What you have to do
The result should be the line with "Where can the red signboard be found here?" followed by every remaining line of the entries, each reproduced exactly, with nothing else.

Start of Supplied data

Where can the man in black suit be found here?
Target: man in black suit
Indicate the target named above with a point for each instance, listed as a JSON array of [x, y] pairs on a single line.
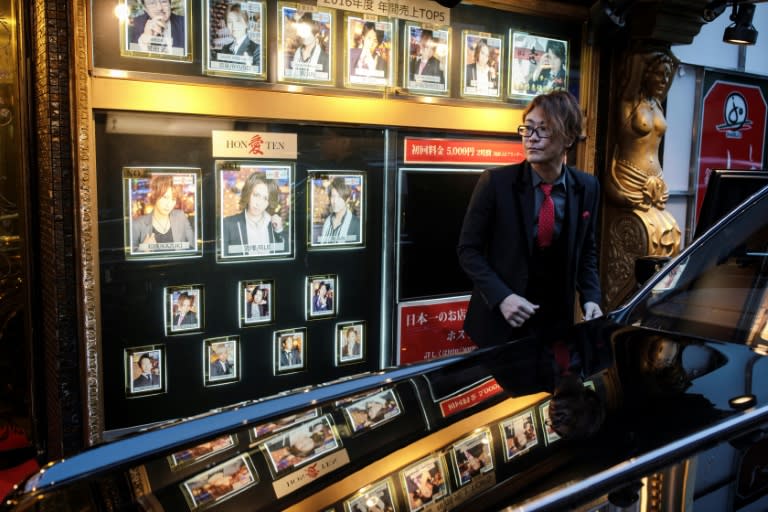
[[527, 262], [158, 29], [147, 378]]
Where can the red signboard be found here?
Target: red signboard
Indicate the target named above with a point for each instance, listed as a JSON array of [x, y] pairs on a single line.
[[467, 152], [429, 329], [732, 131], [470, 398]]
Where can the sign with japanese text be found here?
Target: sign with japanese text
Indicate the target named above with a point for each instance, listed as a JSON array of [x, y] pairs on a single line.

End of Supplied data

Response
Where can the red signboard be found here?
Target: red signboard
Indicate the target named above with a point for each instance, listed as a JSON array of [x, y] pairs on a single line.
[[467, 152], [429, 329], [732, 131], [470, 398]]
Where can the sign with japanese text be found here?
Target: sign with japanese text
Indicate the target named above with a point for each instance, listed as a JSON array of [x, y] pairs on a single line.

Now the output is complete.